_What the task asks_
From the text below about the album Dnevni rituali, list every single for which a chart peak position is given, along with that peak.

_Text block_
───

Studio album by Aerodrom
- Released: 22 November 2019
- Recorded: October 2015 – October 2019
- Genre: Rock
- Length: 44:53
- Label: Croatia Records
- Producer: Jurica Pađen, Hrvoje Prskalo

Aerodrom chronology
| Taktika noja (2012) | Dnevni rituali (2019) |  |

Singles from Dnevni rituali
- "Od sutra ne pušim" Released: 23 December 2015; "Ispod tuša" Released: 8 December 2016; "Ja te jednostavno volim" Released: 20 September 2017; "Titanik" Released: 1 June 2018; "Neka bude" Released: 24 September 2018; "Sunce mi se smije" Released: 30 September 2019; "Vozi, mademoiselle" Released: 7 April 2020; "Nafte i benzina" Released: 3 November 2020;

= Dnevni rituali =

Dnevni rituali is the ninth studio album of the Croatian rock band Aerodrom, released through Croatia Records on 22 November 2019. The album is recorded by the same band members like their previous studio release Taktika noja. The album debuted at #21 on the official Croatian Top 40 chart and peaked at #8. Six singles were released from this album, "Od sutra ne pušim", "Ispod tuša", "Ja te jednostavno volim", which peaked at #13 and spent 12 weeks on the national Top 40 singles chart, "Titanik", "Neka bude", which debuted and peaked at #22 and "Sunce mi se smije", which debuted and peaked at #27.

───

_Extracted information_
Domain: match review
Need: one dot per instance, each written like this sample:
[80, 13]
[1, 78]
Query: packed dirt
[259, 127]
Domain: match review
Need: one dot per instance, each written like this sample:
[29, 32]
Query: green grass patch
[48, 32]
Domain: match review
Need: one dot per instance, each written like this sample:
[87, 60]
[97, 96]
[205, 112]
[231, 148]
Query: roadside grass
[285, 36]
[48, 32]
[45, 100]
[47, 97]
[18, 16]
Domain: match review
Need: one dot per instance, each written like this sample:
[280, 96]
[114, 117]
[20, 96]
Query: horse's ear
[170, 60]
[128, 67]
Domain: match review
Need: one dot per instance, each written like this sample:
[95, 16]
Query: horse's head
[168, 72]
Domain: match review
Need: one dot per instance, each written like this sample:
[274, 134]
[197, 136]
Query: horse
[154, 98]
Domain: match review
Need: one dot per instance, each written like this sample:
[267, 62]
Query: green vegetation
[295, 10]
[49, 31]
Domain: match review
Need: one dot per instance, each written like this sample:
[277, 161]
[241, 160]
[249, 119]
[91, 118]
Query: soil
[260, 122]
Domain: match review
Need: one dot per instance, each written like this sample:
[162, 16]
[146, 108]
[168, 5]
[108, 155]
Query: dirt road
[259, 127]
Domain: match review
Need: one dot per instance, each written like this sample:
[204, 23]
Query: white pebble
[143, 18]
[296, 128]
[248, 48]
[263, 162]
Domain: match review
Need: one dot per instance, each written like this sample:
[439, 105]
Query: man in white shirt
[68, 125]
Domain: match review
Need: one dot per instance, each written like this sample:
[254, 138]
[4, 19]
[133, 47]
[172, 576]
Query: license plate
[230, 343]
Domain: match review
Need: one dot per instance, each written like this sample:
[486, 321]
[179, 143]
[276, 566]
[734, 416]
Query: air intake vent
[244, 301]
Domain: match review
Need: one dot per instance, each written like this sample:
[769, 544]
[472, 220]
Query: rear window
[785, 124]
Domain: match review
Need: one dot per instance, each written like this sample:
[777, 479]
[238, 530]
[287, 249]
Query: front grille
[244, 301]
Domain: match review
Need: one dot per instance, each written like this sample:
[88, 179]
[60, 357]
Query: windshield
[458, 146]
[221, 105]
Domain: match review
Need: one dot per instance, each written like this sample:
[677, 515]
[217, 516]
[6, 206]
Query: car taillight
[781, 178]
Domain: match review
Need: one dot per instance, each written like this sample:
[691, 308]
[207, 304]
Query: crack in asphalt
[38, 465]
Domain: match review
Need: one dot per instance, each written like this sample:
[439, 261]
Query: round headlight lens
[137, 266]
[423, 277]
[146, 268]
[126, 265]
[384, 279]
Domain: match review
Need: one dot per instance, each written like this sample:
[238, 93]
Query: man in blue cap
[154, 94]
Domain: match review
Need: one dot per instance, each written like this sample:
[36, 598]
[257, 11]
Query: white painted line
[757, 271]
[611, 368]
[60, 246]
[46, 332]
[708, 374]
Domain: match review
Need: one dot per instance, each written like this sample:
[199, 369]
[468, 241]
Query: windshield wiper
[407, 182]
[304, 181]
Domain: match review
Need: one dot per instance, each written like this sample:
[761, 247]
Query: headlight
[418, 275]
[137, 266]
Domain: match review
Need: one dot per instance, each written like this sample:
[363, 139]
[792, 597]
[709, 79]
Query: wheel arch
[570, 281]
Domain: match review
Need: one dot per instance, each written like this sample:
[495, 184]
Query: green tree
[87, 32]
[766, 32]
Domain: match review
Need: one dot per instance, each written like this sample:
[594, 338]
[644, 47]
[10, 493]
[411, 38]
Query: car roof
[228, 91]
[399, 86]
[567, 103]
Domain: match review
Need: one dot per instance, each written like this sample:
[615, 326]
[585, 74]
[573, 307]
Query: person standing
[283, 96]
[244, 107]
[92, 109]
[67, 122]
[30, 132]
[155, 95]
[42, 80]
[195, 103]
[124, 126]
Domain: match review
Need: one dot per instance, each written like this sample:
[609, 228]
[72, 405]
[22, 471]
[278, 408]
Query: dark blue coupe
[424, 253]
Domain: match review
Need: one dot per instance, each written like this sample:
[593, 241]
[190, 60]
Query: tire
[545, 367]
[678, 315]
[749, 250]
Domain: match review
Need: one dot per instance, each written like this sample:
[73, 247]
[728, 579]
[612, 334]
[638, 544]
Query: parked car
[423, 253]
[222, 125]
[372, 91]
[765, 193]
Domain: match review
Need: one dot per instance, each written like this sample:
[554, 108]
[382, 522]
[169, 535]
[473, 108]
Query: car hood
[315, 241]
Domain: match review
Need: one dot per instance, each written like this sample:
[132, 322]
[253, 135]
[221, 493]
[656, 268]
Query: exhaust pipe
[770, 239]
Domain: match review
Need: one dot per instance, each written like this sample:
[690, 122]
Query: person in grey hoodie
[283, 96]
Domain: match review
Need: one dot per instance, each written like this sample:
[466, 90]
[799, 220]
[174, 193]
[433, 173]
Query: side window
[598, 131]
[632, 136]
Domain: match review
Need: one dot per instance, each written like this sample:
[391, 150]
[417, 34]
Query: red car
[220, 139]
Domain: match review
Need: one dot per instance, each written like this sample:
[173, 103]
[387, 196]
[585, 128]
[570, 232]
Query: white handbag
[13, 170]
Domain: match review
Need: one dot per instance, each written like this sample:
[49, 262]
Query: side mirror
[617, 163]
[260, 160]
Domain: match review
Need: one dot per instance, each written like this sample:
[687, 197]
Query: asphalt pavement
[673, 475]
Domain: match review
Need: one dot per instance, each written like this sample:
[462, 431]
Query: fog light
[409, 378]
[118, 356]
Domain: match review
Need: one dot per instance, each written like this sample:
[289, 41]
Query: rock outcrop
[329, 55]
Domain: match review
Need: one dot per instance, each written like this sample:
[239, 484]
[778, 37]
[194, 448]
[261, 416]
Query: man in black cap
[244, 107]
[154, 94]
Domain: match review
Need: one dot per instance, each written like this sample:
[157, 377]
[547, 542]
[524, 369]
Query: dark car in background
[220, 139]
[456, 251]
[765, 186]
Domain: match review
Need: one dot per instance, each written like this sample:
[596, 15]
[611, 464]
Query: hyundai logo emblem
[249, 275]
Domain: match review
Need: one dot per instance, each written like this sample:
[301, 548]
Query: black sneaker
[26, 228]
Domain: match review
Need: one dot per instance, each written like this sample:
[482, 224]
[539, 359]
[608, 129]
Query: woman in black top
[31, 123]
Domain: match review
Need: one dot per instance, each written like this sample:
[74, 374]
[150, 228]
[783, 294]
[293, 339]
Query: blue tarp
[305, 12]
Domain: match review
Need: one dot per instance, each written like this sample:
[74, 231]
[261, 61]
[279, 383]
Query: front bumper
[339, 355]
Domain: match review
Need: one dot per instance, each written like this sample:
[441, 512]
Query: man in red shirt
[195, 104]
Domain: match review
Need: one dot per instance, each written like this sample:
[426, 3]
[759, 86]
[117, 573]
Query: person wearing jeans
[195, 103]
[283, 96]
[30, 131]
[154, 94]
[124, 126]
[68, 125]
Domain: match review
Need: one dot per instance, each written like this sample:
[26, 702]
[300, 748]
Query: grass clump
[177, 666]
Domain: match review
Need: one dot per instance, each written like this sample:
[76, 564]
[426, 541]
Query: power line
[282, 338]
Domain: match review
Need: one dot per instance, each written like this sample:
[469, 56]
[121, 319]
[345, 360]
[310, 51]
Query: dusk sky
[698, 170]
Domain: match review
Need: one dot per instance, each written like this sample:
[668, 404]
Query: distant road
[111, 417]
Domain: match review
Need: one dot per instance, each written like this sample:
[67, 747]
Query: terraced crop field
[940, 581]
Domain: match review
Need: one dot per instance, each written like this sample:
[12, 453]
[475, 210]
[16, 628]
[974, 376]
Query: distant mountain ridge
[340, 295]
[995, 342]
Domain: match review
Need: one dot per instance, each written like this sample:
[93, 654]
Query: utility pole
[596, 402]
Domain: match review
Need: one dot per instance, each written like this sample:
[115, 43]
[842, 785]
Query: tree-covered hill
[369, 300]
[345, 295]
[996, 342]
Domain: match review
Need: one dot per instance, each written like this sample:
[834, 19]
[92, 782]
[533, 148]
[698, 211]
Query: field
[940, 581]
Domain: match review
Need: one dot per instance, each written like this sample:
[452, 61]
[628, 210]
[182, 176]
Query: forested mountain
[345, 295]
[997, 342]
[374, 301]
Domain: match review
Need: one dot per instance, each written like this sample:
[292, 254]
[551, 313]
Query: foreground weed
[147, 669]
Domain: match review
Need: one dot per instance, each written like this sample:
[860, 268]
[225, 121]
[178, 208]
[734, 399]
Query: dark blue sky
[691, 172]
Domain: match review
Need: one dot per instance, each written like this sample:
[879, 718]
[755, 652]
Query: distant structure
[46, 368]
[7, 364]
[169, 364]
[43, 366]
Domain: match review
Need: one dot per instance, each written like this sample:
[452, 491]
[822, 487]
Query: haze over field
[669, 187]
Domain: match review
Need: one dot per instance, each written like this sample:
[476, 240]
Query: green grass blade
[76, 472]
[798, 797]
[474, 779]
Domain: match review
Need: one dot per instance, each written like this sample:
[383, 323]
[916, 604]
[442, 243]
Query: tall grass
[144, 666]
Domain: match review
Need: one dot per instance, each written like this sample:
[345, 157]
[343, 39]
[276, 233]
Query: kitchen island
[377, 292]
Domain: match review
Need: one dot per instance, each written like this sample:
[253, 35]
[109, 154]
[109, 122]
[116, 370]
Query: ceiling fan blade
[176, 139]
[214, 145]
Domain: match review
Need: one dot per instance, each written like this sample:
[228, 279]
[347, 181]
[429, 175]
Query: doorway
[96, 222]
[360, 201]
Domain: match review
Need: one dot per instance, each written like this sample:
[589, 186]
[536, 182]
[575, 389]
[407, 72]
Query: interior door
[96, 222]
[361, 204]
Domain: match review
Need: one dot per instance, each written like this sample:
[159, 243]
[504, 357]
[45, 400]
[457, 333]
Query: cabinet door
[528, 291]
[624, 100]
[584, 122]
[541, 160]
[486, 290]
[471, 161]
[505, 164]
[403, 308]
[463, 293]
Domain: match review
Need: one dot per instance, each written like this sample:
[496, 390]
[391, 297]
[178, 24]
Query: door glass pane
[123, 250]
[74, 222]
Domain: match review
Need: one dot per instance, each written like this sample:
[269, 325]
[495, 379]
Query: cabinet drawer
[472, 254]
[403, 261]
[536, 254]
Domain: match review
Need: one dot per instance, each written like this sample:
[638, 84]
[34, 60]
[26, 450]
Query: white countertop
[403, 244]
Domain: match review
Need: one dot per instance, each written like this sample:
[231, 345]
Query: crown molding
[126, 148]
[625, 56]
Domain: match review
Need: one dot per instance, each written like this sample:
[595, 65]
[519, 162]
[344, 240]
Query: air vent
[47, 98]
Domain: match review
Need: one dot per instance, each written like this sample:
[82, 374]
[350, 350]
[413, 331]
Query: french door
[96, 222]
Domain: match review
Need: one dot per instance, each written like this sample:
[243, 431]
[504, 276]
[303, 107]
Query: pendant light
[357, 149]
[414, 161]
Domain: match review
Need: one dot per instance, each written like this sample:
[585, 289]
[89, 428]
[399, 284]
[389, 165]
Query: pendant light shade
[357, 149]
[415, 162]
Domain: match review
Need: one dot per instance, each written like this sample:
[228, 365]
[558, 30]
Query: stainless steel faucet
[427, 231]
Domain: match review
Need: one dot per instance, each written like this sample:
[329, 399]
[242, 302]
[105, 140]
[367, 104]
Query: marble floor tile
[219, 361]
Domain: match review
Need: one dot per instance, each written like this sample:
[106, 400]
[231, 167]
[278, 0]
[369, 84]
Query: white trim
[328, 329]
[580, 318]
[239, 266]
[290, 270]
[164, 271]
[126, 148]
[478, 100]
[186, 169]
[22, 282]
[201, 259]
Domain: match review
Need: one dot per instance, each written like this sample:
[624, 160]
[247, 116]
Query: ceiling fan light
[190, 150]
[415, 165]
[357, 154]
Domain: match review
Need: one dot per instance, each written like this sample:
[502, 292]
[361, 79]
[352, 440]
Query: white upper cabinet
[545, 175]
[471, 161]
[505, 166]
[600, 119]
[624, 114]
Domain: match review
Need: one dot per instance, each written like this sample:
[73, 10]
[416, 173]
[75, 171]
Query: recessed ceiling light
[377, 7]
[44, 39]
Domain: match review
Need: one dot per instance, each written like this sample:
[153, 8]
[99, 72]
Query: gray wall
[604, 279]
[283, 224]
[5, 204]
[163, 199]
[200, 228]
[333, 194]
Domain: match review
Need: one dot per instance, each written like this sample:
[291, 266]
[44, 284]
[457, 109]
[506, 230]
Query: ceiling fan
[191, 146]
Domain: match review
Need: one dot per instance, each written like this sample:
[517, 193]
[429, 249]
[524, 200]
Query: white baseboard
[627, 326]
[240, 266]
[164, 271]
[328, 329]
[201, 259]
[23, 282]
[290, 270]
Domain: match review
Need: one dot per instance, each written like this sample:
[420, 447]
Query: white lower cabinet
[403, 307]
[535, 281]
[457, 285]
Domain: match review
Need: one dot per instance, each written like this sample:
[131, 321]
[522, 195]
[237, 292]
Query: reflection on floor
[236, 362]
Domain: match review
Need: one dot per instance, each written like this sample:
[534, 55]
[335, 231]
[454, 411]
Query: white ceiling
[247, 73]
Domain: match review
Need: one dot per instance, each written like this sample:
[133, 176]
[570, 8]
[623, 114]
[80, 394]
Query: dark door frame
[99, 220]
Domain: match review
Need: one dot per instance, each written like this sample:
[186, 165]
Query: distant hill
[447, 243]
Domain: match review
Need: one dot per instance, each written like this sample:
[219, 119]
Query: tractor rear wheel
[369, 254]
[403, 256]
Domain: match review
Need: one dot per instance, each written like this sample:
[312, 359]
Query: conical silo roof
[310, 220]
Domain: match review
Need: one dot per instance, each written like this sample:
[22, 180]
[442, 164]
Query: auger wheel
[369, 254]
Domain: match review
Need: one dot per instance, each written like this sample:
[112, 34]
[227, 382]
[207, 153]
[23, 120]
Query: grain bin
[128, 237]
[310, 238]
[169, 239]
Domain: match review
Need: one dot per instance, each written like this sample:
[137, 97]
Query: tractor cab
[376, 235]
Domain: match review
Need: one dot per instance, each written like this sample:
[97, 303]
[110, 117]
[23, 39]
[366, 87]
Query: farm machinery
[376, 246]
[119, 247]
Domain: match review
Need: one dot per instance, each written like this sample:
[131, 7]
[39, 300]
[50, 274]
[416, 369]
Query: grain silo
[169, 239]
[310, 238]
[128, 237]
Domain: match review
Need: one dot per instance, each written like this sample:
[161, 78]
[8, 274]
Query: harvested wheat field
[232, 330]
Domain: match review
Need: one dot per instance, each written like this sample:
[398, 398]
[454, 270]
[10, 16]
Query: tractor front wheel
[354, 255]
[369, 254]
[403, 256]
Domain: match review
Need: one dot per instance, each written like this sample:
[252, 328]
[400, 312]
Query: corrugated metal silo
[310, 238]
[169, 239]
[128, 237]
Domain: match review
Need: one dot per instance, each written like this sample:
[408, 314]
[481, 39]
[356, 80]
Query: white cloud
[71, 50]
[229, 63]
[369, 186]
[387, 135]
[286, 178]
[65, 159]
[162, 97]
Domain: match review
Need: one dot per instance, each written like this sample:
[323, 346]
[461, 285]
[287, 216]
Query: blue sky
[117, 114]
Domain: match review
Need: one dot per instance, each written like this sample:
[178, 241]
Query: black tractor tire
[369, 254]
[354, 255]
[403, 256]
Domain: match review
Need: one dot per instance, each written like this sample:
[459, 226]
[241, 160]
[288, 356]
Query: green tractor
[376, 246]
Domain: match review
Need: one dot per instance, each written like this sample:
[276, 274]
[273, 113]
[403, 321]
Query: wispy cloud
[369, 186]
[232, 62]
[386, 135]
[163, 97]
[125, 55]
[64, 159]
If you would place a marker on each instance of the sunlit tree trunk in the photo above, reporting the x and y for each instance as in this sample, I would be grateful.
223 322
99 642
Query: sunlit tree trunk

───

_Full response_
- "Ja te jednostavno volim": #13
- "Neka bude": #22
- "Sunce mi se smije": #27